DOCUMENT EXTRACT ->
%%

Merge pull request #65 from philljj/correct_fastmath_docs

haydenroche5 · web-flow · commit 04b7f5d17a7d · 2022-10-12T08:40:05.000-07:00
diff --git a/wolfSSL/src/chapter02.md b/wolfSSL/src/chapter02.md
@@ -943,11 +943,11 @@ If built without configuration nor modification to any macros, for example for a
 
 ##### USE_FAST_MATH
 
-Forked from public domain LibTomFastMath library. For more information about LibTomFastMath, please see <https://www.libtom.net/TomsFastMath>. Please note that our fork is considerably more active and secure than the original public domain code from LibTomFastMath. We have improved performance, security and code quality. Also we have taken the Fastmath code through  FIPS 140-2 and 140-3 certifications.
+Forked from public domain LibTomFastMath library. For more information about LibTomFastMath, please see <https://www.libtom.net/TomsFastMath>. Please note that our fork is considerably more active and secure than the original public domain code from LibTomFastMath. We have improved performance, security and code quality. Also we have taken the FastMath code through  FIPS 140-2 and 140-3 certifications.

%%

JOBS ->
- A) Answer these questions about the wolfSSL commit:
(i) What number does the merged pull request have?
(ii) Under which heading does the changed line sit?
(iii) Which certifications is the FastMath code said to have gone through?
- B) Pick up the wolfSSL commit after its last line and write a few more lines in the same diff format.

GIVEN MATERIAL ->
%%

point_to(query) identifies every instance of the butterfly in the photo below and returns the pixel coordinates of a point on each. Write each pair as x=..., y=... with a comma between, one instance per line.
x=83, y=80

%%

RESULTS IN ORDER ->
- A)
(i) #65
(ii) USE_FAST_MATH
(iii) FIPS 140-2 and 140-3

- B)
 
-The Fastmath option switches to a faster big integer library that uses assembly if possible. The Fastmath option will speed up asymmetric private/public key operations like RSA, DH, and DSA. By default, wolfSSL's configure scripts are setup to use the Fastmath library for x86_64 and aarch architectures. This option switches the big integer library to a faster one that uses assembly if possible.  Assembly inclusion is dependent on compiler and processor combinations. Some combinations will need additional configure flags and some may not be possible. Help with optimizing Fastmath with new assembly routines is available on a consulting basis. Use of the assembly code is dependent on the compiler and processor used. See the Archetecture-Specific Optimizations.
+The FastMath library uses assembly if possible, and will speed up asymmetric private/public key operations like RSA, DH, and DSA. Assembly inclusion is dependent on compiler and processor combinations. Some combinations will need additional configure flags and some may not be possible. Help with optimizing FastMath with new assembly routines is available on a consulting basis. See the Architecture-Specific Optimizations.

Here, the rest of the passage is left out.